[Natural language region descriptions]
○ ○ ○ ○ ○
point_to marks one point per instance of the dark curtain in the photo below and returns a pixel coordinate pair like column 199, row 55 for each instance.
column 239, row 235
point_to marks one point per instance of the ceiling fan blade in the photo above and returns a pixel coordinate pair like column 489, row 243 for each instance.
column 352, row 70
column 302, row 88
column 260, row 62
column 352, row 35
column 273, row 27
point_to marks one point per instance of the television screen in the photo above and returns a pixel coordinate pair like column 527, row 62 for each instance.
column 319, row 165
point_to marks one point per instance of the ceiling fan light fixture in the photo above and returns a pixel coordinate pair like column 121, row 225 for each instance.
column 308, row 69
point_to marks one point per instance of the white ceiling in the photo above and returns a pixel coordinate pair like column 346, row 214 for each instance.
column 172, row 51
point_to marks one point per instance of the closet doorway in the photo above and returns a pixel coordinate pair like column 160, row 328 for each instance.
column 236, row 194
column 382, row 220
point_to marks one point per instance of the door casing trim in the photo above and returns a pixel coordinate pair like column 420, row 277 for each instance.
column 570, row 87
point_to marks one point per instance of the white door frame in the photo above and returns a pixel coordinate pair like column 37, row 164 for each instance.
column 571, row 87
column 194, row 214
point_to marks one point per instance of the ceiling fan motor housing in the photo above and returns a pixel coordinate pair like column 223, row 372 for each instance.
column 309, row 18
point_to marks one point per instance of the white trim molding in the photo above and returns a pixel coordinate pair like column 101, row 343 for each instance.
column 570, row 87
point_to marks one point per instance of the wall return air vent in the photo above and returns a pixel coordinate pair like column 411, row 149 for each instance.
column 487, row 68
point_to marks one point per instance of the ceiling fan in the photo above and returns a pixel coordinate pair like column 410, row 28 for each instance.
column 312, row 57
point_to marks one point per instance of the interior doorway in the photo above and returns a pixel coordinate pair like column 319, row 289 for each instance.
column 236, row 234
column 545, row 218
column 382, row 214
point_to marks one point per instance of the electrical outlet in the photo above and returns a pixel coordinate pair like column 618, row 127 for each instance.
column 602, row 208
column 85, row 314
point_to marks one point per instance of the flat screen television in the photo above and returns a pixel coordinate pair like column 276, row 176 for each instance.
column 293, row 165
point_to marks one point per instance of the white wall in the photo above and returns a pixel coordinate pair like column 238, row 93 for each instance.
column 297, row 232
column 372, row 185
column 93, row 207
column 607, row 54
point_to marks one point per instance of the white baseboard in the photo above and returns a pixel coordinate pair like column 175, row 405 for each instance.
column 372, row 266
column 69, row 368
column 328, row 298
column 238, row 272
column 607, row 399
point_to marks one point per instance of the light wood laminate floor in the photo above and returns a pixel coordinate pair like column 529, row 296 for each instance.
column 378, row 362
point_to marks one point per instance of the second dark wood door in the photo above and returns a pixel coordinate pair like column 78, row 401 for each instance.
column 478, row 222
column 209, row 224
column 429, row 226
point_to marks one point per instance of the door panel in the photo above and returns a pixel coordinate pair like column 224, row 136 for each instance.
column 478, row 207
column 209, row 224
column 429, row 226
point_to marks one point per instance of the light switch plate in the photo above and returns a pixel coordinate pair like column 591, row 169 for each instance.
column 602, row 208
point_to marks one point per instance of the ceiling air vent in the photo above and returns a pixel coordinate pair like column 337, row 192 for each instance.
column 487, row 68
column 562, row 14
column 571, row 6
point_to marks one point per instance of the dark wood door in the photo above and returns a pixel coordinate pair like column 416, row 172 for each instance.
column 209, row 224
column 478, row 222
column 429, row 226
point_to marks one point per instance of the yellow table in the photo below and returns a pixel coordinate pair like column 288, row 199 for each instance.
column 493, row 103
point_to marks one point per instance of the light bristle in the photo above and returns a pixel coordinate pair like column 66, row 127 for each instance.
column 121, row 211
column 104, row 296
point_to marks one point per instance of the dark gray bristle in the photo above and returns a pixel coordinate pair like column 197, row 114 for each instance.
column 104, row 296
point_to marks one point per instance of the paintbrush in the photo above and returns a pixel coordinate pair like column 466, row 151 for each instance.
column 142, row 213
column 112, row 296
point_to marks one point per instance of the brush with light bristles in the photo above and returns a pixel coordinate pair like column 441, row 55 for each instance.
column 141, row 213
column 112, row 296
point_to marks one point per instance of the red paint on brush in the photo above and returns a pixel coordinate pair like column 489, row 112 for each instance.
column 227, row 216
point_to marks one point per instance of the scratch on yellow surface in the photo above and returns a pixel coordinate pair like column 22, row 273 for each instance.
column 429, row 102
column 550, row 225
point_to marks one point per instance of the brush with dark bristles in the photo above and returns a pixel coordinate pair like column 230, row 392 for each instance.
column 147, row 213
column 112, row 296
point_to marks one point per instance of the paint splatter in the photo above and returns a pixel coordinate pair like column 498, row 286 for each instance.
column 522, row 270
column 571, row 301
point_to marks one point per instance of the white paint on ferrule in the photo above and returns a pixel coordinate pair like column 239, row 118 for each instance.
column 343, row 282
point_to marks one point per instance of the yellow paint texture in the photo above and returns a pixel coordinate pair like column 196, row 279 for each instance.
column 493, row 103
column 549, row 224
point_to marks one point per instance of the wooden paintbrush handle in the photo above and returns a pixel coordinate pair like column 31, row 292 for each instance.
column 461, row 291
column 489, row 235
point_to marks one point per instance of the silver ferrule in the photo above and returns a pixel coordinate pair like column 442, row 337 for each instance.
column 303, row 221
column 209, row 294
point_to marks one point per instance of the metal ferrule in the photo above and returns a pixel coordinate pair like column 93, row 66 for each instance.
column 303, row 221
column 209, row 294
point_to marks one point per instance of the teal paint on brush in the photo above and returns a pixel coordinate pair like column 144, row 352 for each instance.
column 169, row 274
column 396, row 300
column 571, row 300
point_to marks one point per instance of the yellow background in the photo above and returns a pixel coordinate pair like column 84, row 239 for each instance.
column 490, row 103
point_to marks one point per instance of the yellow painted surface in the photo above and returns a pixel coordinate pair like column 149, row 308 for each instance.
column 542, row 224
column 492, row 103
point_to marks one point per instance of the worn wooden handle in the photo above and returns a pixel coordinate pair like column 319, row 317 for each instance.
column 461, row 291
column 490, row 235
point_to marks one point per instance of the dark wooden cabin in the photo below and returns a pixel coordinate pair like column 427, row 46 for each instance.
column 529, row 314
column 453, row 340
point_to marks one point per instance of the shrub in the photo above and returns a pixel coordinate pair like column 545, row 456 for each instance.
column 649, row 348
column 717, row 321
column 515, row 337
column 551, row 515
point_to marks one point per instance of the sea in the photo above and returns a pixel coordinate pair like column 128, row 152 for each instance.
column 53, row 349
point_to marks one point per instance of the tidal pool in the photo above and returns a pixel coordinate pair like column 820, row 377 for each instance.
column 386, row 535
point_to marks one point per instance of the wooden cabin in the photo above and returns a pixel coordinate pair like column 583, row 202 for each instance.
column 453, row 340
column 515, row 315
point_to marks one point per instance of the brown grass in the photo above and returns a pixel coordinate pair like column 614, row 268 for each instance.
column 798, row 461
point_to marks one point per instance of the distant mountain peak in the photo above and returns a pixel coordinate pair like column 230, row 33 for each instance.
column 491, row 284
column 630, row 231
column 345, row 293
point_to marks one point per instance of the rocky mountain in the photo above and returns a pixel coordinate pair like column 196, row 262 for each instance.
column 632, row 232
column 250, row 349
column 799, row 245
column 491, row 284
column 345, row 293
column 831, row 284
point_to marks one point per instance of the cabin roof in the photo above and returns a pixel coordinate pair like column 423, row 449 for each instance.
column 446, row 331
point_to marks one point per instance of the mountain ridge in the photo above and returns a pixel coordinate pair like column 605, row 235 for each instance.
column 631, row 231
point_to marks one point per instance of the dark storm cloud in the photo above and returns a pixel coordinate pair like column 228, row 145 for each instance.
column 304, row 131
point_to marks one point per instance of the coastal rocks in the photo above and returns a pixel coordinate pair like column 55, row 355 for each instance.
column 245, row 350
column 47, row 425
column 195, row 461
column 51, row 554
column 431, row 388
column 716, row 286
○ ○ ○ ○ ○
Activity => Provide an exact transcript of the lines from the one that holds "point_to marks one point per instance of the mountain" through the final line of the data above.

Response to this task =>
point_to marks one point per instance of the mountain ridge in the photo above and returns a pixel coordinate pair like column 605, row 235 for each instance.
column 631, row 231
point_to marks one point per instance of the dark storm cloud in the photo above and returns a pixel coordinate pair like column 228, row 145 for each instance.
column 304, row 131
point_to marks one point per instance of the coastal rocks in the photo above and returns a pixel coordinate pair like column 55, row 355 for each instance.
column 245, row 350
column 47, row 425
column 195, row 461
column 51, row 554
column 431, row 388
column 716, row 286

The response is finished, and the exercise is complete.